**Set exercise 1**
From the book summary below, list each thing its final paragraph says the reader will get to do, leaving out "much more".

**Text provided**
1-Sentence-Summary: Thanks For The Feedback will skyrocket your personal growth and success by helping you see the vital role that criticism of all kinds plays in your ability to improve as a person and by teaching you how to receive it well.
Read in: 4 minutes
Favorite quote from the author:
Would you rather have a boss who yells at you and calls you names or who carefully lets you know what to improve on and how? Of course, you’d prefer a kinder supervisor, but more often than not you have to deal with harsh criticism.
Receiving feedback in this way isn’t fun, but you can learn valuable lessons on how to improve even if someone is shouting at you. And it helps if you’re not a hypocrite and can give others feedback without raising your voice!
Both telling people what they’re doing wrong and hearing from others what you need to improve on is tough. It’s hard to know how sensitive to be in both circumstances, and it’s easy to get offended on either side of the fence.
The benefits of being able to give and receive feedback are clear, though. You know that taking it well gives you a chance to grow, and sharing it well helps you lift others. But how can you do this?
That’s what Douglas Stone’s book Thanks for the Feedback: The Science and Art of Receiving Feedback Well is all about. You’ll get to know the three types of criticism, learn how to understand what others tell you to work on, discover why it’s harder for some people to take feedback, and much more!

**The input**
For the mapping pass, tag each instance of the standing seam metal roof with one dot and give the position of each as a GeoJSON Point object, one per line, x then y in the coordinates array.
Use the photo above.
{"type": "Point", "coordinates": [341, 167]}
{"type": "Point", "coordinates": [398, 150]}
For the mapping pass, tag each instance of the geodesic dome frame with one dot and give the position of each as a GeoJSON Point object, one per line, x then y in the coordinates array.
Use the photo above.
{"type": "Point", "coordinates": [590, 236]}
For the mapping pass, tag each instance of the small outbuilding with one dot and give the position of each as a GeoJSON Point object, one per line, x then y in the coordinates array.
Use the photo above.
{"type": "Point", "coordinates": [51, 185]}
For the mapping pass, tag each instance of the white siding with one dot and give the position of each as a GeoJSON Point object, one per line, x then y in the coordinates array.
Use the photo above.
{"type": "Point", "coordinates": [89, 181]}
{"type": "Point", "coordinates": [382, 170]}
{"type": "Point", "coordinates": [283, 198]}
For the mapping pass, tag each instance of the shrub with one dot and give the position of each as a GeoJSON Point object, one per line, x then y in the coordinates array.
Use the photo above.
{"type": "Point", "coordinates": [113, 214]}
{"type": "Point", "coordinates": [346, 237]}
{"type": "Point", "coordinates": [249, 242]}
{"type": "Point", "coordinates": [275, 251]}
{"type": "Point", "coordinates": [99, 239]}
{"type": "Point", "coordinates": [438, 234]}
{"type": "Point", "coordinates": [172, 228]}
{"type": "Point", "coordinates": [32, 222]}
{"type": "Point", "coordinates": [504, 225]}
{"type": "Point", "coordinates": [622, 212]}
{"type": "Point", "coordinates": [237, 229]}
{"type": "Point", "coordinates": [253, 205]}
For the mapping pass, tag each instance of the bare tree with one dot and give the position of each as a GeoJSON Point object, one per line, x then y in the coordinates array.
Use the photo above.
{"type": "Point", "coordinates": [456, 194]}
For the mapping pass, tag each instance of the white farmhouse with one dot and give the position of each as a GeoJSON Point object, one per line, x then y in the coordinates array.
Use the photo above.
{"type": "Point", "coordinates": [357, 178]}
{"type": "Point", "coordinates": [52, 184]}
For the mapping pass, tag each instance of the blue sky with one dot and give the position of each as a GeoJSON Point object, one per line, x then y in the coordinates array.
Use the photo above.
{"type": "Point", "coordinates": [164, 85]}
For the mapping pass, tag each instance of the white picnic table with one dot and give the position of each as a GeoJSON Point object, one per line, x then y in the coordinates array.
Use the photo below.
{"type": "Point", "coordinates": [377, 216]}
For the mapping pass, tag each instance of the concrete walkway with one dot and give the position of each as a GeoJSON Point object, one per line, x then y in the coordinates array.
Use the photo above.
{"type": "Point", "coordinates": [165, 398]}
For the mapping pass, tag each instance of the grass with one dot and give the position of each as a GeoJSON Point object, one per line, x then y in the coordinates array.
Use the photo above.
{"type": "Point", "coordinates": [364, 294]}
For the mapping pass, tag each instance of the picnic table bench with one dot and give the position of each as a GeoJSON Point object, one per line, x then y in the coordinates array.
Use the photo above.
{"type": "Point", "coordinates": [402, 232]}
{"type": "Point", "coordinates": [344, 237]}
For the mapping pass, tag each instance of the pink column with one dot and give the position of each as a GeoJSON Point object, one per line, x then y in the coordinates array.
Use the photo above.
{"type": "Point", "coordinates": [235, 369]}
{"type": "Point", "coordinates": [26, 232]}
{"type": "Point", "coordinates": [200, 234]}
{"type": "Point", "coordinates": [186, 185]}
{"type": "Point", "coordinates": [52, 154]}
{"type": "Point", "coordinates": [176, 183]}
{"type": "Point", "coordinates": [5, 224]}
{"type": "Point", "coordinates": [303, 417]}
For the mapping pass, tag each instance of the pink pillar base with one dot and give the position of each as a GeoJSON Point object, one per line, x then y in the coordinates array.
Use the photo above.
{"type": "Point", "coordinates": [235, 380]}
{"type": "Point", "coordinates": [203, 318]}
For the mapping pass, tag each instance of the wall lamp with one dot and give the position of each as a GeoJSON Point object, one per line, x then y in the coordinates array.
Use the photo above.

**Set exercise 2**
Select every line of the listing above that contains the string "pink".

**Expected output 1**
- Get to know the three types of criticism
- Learn how to understand what others tell you to work on
- Discover why it's harder for some people to take feedback

**Expected output 2**
For the mapping pass, tag each instance of the pink column with one dot and give the position of each as a GeoJSON Point object, one per line, x then y in the coordinates array.
For the mapping pass, tag each instance of the pink pillar base with one dot and give the position of each as a GeoJSON Point object, one per line, x then y in the coordinates array.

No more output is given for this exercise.